Word for word, restate every line from the one with "One point per" through the end of the records below, both included, and add nothing.

(Records contained in a dataset)
┌──
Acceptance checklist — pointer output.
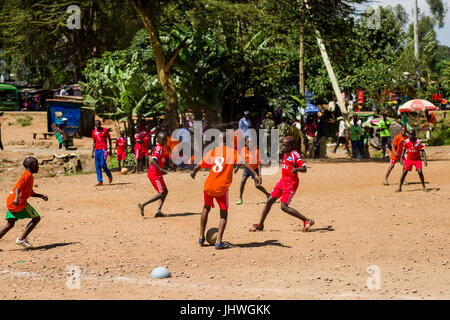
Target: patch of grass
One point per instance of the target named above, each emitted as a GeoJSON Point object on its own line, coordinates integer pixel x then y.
{"type": "Point", "coordinates": [377, 155]}
{"type": "Point", "coordinates": [129, 161]}
{"type": "Point", "coordinates": [79, 173]}
{"type": "Point", "coordinates": [440, 136]}
{"type": "Point", "coordinates": [24, 122]}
└──
--- Problem solution ---
One point per instance of the target named above, each emitted as a GeoJSON Point object on its own line, coordinates integer pixel x then y.
{"type": "Point", "coordinates": [377, 155]}
{"type": "Point", "coordinates": [129, 161]}
{"type": "Point", "coordinates": [79, 173]}
{"type": "Point", "coordinates": [440, 136]}
{"type": "Point", "coordinates": [24, 122]}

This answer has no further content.